Records from a dataset
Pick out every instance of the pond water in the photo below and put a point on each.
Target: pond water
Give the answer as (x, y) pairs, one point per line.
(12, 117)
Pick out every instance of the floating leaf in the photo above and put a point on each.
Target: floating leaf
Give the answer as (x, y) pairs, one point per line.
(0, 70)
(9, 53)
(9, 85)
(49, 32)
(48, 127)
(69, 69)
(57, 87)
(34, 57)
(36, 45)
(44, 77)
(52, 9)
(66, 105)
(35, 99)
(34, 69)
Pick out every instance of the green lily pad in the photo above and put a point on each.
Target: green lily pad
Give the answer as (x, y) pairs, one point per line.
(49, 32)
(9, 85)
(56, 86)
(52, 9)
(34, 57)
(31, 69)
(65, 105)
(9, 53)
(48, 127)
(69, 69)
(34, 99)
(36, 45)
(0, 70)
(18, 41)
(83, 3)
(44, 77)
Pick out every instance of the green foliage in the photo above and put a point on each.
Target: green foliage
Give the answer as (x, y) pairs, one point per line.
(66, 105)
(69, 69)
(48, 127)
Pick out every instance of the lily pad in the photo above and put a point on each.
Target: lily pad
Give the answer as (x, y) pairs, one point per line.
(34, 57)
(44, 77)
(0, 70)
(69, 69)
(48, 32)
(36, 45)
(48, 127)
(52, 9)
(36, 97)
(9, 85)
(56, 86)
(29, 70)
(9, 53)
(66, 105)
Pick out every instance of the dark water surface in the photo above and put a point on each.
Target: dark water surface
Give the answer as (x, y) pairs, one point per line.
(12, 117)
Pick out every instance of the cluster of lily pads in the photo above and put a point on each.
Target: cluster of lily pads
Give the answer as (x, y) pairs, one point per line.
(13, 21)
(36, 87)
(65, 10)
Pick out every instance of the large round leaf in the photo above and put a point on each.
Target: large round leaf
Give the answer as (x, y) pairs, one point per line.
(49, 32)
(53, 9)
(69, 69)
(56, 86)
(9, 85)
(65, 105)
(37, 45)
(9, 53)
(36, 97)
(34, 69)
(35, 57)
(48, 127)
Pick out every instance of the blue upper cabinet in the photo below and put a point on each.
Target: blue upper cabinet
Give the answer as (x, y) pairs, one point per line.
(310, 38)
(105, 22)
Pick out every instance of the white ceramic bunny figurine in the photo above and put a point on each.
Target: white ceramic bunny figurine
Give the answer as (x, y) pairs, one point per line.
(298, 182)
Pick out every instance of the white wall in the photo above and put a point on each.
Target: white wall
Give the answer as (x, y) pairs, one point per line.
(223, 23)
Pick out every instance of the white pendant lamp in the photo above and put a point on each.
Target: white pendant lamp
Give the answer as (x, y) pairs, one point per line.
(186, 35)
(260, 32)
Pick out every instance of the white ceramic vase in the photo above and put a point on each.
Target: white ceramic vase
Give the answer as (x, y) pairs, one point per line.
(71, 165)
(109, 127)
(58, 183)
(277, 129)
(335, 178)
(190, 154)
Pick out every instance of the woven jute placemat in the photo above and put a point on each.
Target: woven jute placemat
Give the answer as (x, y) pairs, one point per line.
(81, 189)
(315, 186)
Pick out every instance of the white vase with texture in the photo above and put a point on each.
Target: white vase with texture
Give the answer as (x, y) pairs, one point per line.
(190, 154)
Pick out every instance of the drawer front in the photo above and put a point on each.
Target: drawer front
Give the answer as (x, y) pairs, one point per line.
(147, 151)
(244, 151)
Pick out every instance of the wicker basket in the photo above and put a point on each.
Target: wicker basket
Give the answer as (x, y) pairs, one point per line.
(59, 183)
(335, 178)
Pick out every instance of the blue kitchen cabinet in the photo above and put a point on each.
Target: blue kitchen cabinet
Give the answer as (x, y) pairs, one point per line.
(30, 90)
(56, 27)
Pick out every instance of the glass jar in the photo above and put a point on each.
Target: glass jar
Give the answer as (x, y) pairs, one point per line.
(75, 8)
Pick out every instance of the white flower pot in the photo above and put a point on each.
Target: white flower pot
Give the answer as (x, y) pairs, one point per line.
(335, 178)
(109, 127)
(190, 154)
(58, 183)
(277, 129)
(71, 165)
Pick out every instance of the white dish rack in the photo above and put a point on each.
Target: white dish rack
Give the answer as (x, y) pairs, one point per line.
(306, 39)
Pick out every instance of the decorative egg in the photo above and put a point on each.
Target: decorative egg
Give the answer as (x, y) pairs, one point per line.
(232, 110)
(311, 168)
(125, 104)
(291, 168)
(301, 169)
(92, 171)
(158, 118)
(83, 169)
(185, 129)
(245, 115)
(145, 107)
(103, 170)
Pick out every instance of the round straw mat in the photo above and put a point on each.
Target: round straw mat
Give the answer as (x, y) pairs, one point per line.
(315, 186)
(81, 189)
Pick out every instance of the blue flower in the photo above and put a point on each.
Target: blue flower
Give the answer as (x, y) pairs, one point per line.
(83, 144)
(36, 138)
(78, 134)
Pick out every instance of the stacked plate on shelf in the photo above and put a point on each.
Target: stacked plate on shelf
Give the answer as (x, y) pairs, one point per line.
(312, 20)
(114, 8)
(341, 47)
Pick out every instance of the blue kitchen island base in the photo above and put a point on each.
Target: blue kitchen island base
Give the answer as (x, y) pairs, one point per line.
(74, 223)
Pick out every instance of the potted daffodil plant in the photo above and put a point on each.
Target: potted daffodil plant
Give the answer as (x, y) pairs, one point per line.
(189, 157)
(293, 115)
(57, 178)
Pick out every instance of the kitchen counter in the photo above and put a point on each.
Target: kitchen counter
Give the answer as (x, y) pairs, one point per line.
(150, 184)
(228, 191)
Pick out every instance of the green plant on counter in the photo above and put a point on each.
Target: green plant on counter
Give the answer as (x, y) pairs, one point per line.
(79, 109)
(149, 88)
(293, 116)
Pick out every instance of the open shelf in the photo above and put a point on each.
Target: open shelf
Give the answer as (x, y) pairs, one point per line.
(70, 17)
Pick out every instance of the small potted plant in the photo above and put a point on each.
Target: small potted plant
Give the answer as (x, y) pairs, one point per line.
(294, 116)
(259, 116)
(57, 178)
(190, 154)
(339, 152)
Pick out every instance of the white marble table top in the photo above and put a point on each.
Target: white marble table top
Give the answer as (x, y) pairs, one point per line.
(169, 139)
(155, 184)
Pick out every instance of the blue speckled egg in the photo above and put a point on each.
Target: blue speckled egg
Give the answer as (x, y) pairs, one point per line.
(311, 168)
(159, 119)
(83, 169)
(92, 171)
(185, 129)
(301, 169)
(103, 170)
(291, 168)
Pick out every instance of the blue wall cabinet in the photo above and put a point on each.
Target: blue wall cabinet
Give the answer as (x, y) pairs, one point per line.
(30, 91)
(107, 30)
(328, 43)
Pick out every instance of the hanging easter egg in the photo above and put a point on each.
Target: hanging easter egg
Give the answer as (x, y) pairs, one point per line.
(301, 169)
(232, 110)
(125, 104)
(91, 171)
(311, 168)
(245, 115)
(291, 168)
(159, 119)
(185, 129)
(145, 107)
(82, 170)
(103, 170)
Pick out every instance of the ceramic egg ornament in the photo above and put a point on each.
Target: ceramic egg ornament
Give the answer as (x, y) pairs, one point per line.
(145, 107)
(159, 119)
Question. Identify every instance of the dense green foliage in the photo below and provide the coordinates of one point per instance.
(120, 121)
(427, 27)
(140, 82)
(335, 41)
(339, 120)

**Exercise brief:** Nothing but the lines from the beginning of the records through the line with "Target: cluster of lily pads" should appear, each printed exactly.

**Task response:**
Pick out every instance of the pond water in the photo below and put a point on each.
Target: pond water
Give the answer as (x, y) pairs, one point per line.
(12, 117)
Pick out every instance of the floating leaf in the photo above and put a point on each.
Target: floating leaf
Give the answer as (x, y) pairs, one point per line.
(0, 70)
(9, 53)
(9, 85)
(49, 32)
(48, 127)
(69, 69)
(57, 87)
(34, 57)
(36, 45)
(44, 77)
(52, 9)
(66, 105)
(35, 99)
(34, 69)
Pick out every instance of the green lily pad in the photo above and put a point on each.
Target: green lily pad
Give the answer as (x, y) pairs, one point per line.
(49, 32)
(9, 85)
(56, 86)
(52, 9)
(34, 57)
(31, 69)
(65, 105)
(9, 53)
(48, 127)
(69, 69)
(34, 99)
(36, 45)
(0, 70)
(18, 41)
(83, 3)
(44, 77)
Pick out every instance of the green foliage in the photo above and put a point on each.
Target: green foliage
Give the answer as (x, y) pairs, one point per line.
(66, 105)
(69, 69)
(48, 127)
Pick out every instance of the lily pad in the photo above and put a point on each.
Target: lily pad
Give the answer as (x, y) pairs, one point per line.
(34, 57)
(44, 77)
(0, 70)
(69, 69)
(48, 32)
(36, 45)
(48, 127)
(52, 9)
(36, 97)
(9, 85)
(56, 86)
(29, 70)
(9, 53)
(66, 105)
Pick out every instance of the dark water surface in the photo above and put a point on each.
Target: dark water surface
Give the answer as (x, y) pairs, one point per line.
(12, 117)
Pick out every instance of the cluster of lily pads in the photo above and put a point on each.
Target: cluster of lily pads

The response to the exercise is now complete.